What needs to be done:
Copy out, word for word, the stretch of the material from the line containing "Pin the clay" through the end.

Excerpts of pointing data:
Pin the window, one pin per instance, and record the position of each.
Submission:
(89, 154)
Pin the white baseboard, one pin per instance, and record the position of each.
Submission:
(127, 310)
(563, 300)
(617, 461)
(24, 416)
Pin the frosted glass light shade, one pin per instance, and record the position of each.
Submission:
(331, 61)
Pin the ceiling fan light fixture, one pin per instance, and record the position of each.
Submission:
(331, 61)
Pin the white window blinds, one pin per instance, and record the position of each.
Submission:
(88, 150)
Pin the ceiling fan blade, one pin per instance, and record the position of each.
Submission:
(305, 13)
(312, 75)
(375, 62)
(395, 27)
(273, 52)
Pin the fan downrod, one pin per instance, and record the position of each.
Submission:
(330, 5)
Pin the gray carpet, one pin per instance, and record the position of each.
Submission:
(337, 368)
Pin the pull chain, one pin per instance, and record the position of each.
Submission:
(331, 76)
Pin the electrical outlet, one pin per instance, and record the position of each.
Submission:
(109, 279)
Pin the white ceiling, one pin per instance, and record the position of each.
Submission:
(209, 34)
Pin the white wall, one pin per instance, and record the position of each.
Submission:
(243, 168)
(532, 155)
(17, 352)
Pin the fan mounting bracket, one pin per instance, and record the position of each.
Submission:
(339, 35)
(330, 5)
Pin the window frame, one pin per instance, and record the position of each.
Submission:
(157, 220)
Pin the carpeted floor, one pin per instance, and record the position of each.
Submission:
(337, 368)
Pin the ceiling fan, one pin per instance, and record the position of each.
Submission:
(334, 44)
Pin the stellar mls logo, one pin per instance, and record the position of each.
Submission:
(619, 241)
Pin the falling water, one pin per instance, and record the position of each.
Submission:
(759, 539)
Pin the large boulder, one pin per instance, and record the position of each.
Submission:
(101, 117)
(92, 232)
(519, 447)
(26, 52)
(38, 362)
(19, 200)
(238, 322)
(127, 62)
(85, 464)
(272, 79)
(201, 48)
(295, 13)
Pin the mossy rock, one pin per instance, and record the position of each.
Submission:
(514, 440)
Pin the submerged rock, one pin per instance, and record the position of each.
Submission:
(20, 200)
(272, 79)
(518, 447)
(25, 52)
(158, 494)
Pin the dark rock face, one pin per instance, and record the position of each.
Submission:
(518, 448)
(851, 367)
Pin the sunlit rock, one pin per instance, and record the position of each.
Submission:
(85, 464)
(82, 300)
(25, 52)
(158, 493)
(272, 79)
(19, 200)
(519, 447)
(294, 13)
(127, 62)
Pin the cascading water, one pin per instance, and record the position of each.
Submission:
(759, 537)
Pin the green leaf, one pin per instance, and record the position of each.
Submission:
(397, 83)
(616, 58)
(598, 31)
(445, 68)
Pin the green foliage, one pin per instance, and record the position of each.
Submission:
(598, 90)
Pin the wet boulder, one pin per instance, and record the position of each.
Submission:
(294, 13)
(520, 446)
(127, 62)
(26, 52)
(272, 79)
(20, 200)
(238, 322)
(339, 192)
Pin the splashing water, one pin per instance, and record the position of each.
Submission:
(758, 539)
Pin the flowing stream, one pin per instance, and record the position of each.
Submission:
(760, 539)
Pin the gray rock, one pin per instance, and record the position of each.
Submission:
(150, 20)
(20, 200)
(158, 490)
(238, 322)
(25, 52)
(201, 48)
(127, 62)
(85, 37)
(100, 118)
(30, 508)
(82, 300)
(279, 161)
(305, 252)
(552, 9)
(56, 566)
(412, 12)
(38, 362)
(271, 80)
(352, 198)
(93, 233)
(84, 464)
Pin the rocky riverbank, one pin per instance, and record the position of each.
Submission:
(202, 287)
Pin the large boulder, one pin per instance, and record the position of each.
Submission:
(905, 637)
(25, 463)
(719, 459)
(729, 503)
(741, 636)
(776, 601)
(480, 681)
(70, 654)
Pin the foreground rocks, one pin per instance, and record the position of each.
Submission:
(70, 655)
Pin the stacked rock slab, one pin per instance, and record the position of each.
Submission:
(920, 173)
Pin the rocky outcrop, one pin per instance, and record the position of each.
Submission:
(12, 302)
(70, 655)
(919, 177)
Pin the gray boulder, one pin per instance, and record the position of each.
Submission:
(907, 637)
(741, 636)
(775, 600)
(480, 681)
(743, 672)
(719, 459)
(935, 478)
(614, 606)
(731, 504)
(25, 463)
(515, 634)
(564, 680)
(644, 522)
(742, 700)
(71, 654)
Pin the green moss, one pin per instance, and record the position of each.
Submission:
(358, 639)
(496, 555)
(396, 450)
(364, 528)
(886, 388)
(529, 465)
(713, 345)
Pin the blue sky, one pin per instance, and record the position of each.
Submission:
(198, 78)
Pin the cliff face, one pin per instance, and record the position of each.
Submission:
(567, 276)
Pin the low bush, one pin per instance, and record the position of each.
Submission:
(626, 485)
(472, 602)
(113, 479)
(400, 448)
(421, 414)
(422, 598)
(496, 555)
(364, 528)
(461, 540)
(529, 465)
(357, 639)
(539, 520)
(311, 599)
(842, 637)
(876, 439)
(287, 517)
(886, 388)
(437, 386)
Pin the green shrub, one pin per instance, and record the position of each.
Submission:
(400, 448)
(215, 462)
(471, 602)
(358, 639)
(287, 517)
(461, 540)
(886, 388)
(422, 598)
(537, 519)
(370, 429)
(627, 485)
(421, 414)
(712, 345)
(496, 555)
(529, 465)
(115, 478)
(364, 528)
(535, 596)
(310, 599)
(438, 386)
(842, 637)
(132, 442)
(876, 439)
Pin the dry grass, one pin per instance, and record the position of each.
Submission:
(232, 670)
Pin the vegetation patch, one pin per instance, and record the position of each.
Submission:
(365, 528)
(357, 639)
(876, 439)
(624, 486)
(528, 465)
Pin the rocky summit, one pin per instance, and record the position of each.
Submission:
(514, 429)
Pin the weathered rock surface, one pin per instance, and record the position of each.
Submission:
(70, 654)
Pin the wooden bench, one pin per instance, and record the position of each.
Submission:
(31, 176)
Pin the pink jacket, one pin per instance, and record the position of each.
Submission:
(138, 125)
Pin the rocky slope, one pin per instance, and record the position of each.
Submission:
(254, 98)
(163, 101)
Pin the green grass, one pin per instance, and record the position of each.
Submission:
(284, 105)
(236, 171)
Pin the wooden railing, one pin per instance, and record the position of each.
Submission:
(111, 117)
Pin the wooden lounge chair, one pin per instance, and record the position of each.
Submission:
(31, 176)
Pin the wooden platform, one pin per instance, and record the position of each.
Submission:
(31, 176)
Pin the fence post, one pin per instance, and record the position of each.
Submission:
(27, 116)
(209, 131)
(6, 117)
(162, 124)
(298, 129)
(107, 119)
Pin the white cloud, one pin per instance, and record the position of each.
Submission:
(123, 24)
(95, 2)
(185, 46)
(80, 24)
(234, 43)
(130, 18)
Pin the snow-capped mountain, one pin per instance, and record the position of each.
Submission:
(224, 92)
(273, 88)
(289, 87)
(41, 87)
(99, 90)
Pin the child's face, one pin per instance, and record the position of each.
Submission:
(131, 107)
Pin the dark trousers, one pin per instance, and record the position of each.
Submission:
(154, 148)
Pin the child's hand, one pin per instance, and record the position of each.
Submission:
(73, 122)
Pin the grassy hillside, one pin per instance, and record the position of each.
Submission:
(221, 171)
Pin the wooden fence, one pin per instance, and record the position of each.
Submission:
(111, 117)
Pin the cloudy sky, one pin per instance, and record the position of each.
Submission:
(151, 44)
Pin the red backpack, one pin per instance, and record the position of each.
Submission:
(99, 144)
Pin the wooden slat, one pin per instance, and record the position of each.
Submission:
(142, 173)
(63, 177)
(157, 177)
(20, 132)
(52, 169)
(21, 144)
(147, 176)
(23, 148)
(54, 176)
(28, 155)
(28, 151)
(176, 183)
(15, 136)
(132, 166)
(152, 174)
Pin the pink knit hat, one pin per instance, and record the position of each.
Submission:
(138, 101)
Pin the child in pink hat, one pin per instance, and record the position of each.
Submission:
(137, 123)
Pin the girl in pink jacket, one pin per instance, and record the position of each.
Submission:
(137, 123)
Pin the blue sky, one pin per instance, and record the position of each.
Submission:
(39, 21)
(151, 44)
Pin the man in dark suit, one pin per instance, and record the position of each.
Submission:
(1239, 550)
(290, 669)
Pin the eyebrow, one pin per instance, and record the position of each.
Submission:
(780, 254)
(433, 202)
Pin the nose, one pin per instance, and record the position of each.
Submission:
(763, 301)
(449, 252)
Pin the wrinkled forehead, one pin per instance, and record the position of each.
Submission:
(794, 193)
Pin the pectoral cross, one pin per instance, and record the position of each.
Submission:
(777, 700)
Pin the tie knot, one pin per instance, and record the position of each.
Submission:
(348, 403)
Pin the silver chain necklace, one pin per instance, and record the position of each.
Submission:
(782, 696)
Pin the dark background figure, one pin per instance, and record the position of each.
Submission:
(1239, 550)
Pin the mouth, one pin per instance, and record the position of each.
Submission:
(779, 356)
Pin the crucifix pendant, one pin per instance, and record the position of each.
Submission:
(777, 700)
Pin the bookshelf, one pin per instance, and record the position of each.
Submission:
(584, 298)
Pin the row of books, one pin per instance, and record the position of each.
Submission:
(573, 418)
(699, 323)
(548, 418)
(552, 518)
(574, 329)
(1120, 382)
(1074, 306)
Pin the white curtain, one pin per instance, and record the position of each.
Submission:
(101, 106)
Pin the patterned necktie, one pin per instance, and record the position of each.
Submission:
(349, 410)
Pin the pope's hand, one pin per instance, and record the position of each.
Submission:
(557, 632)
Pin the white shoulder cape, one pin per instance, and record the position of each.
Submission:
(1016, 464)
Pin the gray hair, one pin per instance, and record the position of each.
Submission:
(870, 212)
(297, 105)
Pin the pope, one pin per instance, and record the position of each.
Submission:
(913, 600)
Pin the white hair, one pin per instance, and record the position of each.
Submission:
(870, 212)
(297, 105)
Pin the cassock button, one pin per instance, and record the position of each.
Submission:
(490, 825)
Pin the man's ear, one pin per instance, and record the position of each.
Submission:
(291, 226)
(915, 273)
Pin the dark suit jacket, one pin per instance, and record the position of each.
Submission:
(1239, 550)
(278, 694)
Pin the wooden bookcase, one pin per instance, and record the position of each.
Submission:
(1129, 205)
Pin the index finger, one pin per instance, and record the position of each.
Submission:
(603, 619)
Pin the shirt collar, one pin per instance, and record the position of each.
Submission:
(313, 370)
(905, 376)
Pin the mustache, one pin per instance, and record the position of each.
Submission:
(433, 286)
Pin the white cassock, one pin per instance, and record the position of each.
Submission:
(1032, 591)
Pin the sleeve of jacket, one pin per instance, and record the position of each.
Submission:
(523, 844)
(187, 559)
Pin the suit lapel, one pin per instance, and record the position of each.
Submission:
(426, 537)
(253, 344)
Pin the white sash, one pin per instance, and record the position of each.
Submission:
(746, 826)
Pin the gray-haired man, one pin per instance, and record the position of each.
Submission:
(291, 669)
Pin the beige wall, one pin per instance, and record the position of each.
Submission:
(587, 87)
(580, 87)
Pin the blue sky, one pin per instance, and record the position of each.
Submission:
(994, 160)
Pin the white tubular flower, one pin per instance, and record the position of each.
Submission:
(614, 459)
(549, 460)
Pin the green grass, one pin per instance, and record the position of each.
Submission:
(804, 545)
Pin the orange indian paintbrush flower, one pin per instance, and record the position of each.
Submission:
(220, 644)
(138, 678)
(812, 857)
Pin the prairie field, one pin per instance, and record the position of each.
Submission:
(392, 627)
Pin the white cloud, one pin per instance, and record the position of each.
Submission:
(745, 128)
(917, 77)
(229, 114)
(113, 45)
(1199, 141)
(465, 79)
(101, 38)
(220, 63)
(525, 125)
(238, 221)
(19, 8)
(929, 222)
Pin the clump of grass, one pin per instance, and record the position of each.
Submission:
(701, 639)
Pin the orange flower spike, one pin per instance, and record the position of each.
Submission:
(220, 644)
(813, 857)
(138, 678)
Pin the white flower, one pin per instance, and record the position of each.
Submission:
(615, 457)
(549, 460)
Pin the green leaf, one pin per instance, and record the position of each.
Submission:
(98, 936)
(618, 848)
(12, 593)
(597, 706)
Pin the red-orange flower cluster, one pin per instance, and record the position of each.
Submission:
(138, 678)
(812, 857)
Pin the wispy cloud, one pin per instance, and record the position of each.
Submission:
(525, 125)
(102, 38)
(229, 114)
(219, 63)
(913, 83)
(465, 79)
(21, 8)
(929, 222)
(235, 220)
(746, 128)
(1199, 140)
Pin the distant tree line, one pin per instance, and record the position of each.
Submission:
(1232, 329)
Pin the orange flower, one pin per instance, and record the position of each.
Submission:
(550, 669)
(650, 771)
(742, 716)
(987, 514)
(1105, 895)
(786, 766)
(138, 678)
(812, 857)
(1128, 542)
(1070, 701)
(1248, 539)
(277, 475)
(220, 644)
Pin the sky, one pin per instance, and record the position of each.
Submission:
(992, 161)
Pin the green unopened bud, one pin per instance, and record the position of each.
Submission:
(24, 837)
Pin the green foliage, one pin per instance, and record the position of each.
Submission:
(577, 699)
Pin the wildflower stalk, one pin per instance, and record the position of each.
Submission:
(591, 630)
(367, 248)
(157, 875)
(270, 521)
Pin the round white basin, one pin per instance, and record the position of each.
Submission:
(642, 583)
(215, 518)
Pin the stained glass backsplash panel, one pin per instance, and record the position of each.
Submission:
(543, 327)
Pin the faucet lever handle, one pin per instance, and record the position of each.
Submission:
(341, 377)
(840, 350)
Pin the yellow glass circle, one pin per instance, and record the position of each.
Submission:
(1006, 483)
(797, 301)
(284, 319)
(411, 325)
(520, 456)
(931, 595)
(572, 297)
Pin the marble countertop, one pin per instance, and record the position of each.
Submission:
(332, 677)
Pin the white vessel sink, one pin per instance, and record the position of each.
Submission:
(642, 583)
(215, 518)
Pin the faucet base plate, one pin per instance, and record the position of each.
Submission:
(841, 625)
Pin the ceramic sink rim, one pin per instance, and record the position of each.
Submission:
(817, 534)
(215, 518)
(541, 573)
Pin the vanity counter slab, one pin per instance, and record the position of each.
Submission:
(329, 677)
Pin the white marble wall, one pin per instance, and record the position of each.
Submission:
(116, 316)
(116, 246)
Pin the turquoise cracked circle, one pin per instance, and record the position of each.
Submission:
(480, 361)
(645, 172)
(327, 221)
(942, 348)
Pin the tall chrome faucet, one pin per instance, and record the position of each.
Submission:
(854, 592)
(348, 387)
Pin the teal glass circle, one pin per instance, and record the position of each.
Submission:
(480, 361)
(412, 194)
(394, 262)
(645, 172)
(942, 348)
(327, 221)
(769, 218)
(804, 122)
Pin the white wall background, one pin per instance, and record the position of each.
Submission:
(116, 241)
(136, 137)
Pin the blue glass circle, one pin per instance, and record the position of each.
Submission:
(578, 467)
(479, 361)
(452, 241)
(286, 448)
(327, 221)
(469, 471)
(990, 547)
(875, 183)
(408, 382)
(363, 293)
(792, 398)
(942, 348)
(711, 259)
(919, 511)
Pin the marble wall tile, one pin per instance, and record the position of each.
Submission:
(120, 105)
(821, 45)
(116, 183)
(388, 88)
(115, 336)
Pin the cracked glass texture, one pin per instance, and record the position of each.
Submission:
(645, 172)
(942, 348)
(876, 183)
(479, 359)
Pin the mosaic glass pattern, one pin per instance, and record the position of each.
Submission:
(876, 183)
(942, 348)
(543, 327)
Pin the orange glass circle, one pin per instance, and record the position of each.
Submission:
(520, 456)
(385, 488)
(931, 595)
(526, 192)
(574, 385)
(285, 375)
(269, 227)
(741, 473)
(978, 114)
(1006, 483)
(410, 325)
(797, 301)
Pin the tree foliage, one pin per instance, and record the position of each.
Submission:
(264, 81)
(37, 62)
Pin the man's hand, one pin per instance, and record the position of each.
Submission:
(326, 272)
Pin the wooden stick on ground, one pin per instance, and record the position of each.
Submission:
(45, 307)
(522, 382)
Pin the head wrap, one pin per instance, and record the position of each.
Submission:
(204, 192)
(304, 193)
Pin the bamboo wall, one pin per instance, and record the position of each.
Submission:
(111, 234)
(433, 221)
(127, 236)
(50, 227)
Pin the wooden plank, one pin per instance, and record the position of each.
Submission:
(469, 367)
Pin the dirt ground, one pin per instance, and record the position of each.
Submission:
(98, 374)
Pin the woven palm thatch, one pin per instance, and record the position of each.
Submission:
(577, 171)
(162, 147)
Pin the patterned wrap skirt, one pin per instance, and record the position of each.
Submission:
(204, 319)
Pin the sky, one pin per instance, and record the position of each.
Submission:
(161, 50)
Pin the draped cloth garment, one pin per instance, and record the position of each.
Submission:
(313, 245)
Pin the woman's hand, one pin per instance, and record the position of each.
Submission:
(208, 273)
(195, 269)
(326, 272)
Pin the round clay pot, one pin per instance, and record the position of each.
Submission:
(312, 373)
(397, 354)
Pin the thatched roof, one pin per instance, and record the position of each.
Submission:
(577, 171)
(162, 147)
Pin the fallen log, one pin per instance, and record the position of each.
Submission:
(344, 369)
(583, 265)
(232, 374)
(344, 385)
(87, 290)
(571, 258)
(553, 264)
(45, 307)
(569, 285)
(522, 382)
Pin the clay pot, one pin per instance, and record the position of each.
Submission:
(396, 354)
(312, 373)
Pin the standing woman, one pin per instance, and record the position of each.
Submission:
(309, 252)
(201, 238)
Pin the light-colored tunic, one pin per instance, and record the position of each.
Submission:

Answer for this exercise:
Pin the clay pot, one pin per instance, and record the position of each.
Submission:
(396, 354)
(312, 373)
Pin the standing woman, one pin per instance, and record the position of each.
Submission:
(309, 252)
(201, 238)
Pin the light-colored tunic, one pin per instance, and record the position of each.
Submission:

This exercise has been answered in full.